_REQUIRED WORK:_
Every line below from the one containing "Target: tan dog" to the final line must be reproduced exactly, and no other line may appear in the answer.

(RECORDS PROVIDED begins)

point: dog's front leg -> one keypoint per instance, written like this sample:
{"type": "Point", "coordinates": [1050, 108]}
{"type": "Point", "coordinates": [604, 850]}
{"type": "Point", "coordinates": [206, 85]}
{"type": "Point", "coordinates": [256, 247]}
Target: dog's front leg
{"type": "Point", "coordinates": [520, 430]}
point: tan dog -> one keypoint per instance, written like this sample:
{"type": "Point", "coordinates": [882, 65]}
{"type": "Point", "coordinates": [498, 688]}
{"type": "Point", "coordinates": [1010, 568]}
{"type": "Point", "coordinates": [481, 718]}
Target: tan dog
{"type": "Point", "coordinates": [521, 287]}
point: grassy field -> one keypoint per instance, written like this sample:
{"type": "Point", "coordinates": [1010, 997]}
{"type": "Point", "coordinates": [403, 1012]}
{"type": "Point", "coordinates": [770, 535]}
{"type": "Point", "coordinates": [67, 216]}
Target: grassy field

(RECORDS PROVIDED ends)

_EXPECTED ANSWER:_
Target: tan dog
{"type": "Point", "coordinates": [521, 287]}
point: grassy field -> one keypoint per instance, written like this sample:
{"type": "Point", "coordinates": [1010, 997]}
{"type": "Point", "coordinates": [403, 1012]}
{"type": "Point", "coordinates": [770, 535]}
{"type": "Point", "coordinates": [67, 216]}
Target: grassy field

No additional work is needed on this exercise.